((

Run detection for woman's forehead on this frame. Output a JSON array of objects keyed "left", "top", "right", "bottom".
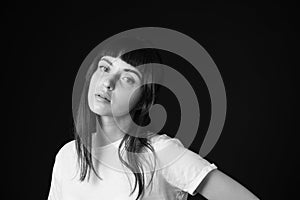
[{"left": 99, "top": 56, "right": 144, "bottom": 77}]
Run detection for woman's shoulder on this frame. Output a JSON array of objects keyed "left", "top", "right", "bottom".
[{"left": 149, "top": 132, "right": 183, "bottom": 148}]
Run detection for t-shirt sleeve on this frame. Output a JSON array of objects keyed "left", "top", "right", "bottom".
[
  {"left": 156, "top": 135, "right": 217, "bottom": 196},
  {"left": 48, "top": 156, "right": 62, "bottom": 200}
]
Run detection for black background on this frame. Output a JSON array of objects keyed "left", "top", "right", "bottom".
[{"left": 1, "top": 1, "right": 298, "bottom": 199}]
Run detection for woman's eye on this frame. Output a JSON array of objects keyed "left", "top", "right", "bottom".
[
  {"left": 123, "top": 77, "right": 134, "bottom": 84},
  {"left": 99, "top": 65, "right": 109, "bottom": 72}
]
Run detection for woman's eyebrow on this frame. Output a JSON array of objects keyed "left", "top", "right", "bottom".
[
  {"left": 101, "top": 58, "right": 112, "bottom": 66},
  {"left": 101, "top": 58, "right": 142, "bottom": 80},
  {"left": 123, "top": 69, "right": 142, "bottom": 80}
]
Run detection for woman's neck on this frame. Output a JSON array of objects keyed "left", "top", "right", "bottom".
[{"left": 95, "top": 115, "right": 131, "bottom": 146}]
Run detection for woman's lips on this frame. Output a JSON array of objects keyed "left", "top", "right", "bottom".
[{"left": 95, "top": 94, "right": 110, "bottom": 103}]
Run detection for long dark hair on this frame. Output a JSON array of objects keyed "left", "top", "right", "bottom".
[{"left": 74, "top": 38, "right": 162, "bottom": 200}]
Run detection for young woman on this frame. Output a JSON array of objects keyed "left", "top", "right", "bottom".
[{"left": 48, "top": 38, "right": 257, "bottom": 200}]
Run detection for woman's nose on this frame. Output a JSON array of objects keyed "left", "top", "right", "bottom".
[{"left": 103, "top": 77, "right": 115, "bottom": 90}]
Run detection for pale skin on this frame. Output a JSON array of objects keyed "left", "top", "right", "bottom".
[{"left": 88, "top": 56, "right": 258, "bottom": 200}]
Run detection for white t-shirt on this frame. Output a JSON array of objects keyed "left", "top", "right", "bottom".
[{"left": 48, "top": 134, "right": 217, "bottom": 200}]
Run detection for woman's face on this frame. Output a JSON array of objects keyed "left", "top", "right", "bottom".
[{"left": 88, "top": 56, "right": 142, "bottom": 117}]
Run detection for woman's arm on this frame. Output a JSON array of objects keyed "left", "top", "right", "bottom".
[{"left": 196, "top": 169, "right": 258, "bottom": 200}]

))

> _WHAT THE TASK REQUIRES_: Which lines of the records above contain the string "shirt"? Report each of them in full.

> _ANSWER TO THE PROBLEM_:
Run detection for t-shirt sleeve on this frame. Output a JSON array of objects keyed "left", "top", "right", "bottom".
Run detection for white t-shirt on this frame. Output a JSON array of objects keyed "left", "top", "right", "bottom".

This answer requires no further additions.